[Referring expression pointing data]
[Start of section]

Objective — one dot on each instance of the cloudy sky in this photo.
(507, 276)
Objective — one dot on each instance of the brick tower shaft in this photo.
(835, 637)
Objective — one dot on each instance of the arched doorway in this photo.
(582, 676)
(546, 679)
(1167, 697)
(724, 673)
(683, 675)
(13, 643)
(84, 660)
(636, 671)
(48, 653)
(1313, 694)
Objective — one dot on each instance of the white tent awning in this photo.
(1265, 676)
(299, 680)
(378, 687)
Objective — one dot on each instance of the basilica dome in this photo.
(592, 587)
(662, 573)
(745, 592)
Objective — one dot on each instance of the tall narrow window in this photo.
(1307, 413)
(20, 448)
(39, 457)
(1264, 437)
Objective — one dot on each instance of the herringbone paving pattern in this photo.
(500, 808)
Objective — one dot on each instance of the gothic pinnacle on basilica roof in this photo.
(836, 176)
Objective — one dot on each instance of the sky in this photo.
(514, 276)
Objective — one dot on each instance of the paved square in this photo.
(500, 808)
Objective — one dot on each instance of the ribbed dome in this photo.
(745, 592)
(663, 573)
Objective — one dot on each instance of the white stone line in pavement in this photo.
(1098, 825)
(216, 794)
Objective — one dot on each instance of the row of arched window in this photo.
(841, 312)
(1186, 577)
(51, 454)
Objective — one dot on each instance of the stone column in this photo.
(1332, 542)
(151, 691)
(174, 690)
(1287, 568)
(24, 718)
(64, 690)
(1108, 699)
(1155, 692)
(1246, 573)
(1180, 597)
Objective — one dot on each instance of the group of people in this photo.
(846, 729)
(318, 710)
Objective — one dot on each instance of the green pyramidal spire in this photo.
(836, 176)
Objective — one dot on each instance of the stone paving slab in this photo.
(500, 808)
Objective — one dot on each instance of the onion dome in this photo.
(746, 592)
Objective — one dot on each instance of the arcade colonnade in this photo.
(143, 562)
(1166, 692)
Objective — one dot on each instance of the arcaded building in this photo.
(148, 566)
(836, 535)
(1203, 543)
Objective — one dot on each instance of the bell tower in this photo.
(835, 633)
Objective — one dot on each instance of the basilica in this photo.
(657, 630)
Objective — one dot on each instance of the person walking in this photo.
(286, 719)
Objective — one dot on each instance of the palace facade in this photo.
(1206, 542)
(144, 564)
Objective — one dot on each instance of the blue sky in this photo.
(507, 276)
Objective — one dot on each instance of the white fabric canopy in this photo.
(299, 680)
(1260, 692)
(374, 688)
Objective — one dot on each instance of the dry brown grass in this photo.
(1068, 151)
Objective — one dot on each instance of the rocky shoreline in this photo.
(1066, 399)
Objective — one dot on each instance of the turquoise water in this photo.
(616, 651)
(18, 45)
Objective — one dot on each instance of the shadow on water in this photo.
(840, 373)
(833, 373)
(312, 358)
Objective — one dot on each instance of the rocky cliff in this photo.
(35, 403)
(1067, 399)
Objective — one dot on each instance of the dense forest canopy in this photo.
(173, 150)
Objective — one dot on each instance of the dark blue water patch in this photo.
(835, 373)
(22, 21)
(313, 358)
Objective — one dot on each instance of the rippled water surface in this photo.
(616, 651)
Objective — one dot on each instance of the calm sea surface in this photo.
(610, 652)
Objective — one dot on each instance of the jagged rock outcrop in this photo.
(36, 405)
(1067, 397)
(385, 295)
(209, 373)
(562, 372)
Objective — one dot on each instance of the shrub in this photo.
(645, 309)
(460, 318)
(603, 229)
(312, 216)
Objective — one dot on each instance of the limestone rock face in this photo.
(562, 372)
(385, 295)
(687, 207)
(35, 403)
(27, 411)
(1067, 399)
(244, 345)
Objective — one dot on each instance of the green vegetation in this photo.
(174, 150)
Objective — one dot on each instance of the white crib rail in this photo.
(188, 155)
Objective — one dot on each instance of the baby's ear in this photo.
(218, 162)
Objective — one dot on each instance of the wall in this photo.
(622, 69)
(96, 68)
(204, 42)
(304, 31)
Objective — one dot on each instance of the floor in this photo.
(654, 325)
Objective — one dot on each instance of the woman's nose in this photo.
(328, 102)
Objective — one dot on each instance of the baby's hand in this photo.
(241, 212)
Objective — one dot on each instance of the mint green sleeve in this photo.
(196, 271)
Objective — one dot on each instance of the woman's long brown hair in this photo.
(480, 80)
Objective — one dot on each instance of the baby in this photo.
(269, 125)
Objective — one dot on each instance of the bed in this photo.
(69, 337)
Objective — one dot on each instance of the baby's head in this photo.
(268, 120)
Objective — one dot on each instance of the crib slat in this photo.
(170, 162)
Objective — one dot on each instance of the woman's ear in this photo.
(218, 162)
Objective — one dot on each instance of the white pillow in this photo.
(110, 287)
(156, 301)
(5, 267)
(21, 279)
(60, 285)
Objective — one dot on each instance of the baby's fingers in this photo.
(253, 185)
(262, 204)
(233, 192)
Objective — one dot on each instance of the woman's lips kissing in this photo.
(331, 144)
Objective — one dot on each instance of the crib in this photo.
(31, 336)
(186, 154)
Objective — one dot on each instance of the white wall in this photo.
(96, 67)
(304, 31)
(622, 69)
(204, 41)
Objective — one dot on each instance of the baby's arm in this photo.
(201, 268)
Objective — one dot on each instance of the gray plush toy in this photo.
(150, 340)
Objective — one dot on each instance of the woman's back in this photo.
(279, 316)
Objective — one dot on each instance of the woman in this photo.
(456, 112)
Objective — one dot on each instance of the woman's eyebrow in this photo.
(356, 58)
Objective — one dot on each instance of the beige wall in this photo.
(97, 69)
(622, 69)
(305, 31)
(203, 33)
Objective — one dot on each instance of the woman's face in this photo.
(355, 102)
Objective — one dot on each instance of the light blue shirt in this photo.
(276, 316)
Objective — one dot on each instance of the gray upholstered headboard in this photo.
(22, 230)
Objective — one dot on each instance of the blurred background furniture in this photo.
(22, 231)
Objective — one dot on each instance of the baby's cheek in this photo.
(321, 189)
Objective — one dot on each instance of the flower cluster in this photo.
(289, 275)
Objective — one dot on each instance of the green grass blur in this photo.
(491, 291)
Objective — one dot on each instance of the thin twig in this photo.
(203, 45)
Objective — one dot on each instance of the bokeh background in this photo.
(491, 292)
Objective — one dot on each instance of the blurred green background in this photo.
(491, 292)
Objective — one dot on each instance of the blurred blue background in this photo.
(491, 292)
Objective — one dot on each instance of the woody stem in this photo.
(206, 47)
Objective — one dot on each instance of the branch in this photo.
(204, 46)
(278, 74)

[End of section]

■ WHAT THE TASK REQUIRES: Your response must contain all of the records, copied exactly.

■ SOLUTION FOR THIS EXERCISE:
Objective — one dot on each instance of the cloudy sky in this photo.
(507, 276)
Objective — one dot on each instance of the brick tower shaft in this photo.
(835, 637)
Objective — one dot on each instance of the arched doorway in this photo.
(582, 676)
(546, 679)
(1167, 697)
(724, 673)
(683, 675)
(13, 643)
(84, 660)
(636, 671)
(48, 653)
(1313, 694)
Objective — one dot on each instance of the white tent awning in this photo.
(1265, 676)
(299, 680)
(378, 687)
Objective — one dot on each instance of the basilica dome in this photo.
(592, 587)
(662, 573)
(745, 592)
Objective — one dot on each instance of the tall narrow window in this photo.
(1307, 413)
(20, 448)
(39, 457)
(1264, 437)
Objective — one dot on each instance of the herringbone paving pattern in this photo.
(500, 808)
Objective — one dot on each instance of the gothic pinnacle on basilica roof in this photo.
(836, 176)
Objective — one dot on each instance of the sky in this photo.
(514, 276)
Objective — one dot on each instance of the paved square in this photo.
(500, 808)
Objective — one dot on each instance of the ribbed dome in this photo.
(745, 592)
(663, 573)
Objective — one dot on each instance of the white stone line in pavement in this photo.
(1098, 825)
(216, 794)
Objective — one dot on each instance of the row of arched window in this photo.
(841, 312)
(1186, 577)
(51, 454)
Objective — one dot on each instance of the stone column in this photo.
(1332, 542)
(151, 691)
(174, 690)
(1287, 568)
(24, 718)
(64, 690)
(1108, 699)
(1155, 692)
(1246, 573)
(1180, 597)
Objective — one dot on each instance of the group of people in this photo.
(846, 729)
(318, 710)
Objective — one dot on each instance of the green pyramidal spire in this photo.
(836, 176)
Objective — one dot on each instance of the stone paving slab in this photo.
(500, 808)
Objective — one dot on each instance of the onion dome in this photo.
(746, 592)
Objective — one dot on each instance of the arcade colonnade in this photo.
(143, 562)
(1166, 692)
Objective — one dot on each instance of the arcaded building in this photo.
(148, 566)
(836, 535)
(1203, 543)
Objective — one dot on each instance of the bell tower in this photo.
(835, 633)
Objective — one dot on each instance of the basilica in this photo.
(657, 630)
Objective — one dot on each instance of the person walking in this photo.
(286, 719)
Objective — one dot on each instance of the palace facade in this photo.
(1206, 542)
(144, 564)
Objective — one dot on each instance of the blue sky in this photo.
(507, 276)
Objective — one dot on each instance of the white fabric canopy in this photo.
(299, 680)
(1260, 692)
(374, 688)
Objective — one dot on each instance of the dry brown grass in this photo.
(1068, 151)
Objective — one dot on each instance of the rocky shoreline in this photo.
(1066, 399)
Objective — one dot on each instance of the turquoise water in this photo.
(616, 651)
(18, 45)
Objective — one dot on each instance of the shadow on water in this photo.
(840, 373)
(833, 373)
(312, 358)
Objective — one dot on each instance of the rocky cliff in this photo.
(35, 403)
(1067, 399)
Objective — one dot on each instance of the dense forest canopy in this photo.
(173, 150)
Objective — one dot on each instance of the dark blue water patch in this photo.
(835, 373)
(22, 21)
(313, 358)
Objective — one dot on each instance of the rippled water surface in this photo.
(616, 651)
Objective — one dot on each instance of the calm sea surface in this photo.
(610, 652)
Objective — one dot on each instance of the jagged rock outcrop in this photo.
(36, 405)
(1067, 397)
(385, 295)
(209, 373)
(562, 372)
Objective — one dot on each instance of the shrub in this photo.
(645, 309)
(460, 318)
(603, 229)
(312, 216)
Objective — one dot on each instance of the limestone rock face in this photo.
(562, 372)
(385, 295)
(687, 207)
(35, 403)
(27, 411)
(1067, 399)
(244, 345)
Objective — one dot on each instance of the green vegetation in this photo.
(174, 150)
Objective — one dot on each instance of the white crib rail in this photo.
(188, 155)
Objective — one dot on each instance of the baby's ear in this photo.
(218, 162)
Objective — one dot on each instance of the wall in this photo.
(622, 69)
(96, 68)
(204, 42)
(304, 31)
Objective — one dot on each instance of the floor in this photo.
(654, 325)
Objective — one dot on each instance of the woman's nose in this photo.
(328, 102)
Objective — one dot on each instance of the baby's hand in this photo.
(241, 212)
Objective — one dot on each instance of the mint green sleeve in this photo.
(196, 271)
Objective — one dot on each instance of the woman's long brown hair in this photo.
(480, 80)
Objective — one dot on each instance of the baby in this photo.
(269, 125)
Objective — one dot on each instance of the bed in this photo.
(69, 337)
Objective — one dot on each instance of the baby's head in this photo.
(268, 120)
Objective — one dot on each instance of the crib slat in this photo.
(170, 162)
Objective — one dot on each instance of the woman's ear in this photo.
(218, 162)
Objective — one dot on each instance of the white pillow in this photo.
(110, 287)
(156, 301)
(5, 267)
(21, 279)
(60, 285)
Objective — one dot on each instance of the baby's fingers in this photo.
(253, 185)
(262, 204)
(233, 192)
Objective — one dot on each instance of the woman's lips kissing in this photo.
(331, 144)
Objective — one dot on each instance of the crib in this photo.
(31, 336)
(186, 154)
Objective — one dot on each instance of the white wall in this photo.
(96, 67)
(304, 31)
(622, 69)
(204, 41)
Objective — one dot on each instance of the baby's arm in this photo.
(201, 268)
Objective — one dot on each instance of the gray plush toy in this photo.
(150, 340)
Objective — one dot on each instance of the woman's back in this photo.
(279, 316)
Objective — one dot on each instance of the woman in this photo.
(456, 112)
Objective — one dot on each instance of the woman's eyebrow in this photo.
(356, 58)
Objective — one dot on each instance of the beige wall in this photo.
(97, 69)
(622, 69)
(305, 31)
(203, 33)
Objective — one dot on each instance of the woman's face in this photo.
(355, 102)
Objective — one dot on each instance of the light blue shirt in this photo.
(276, 316)
Objective — one dot on each instance of the gray upholstered headboard in this photo.
(22, 230)
Objective — one dot on each instance of the blurred background furniture in this photo.
(22, 231)
Objective — one dot on each instance of the baby's cheek in this photo.
(321, 189)
Objective — one dot on each instance of the flower cluster in this photo.
(289, 275)
Objective — one dot on each instance of the green grass blur in this photo.
(491, 291)
Objective — one dot on each instance of the thin twig in this photo.
(203, 45)
Objective — one dot on each instance of the bokeh background in this photo.
(491, 292)
Objective — one dot on each instance of the blurred green background in this photo.
(491, 292)
Objective — one dot on each instance of the blurred blue background in this photo.
(491, 292)
Objective — one dot on each instance of the woody stem in this photo.
(206, 47)
Objective — one dot on each instance of the branch in this photo.
(204, 46)
(278, 74)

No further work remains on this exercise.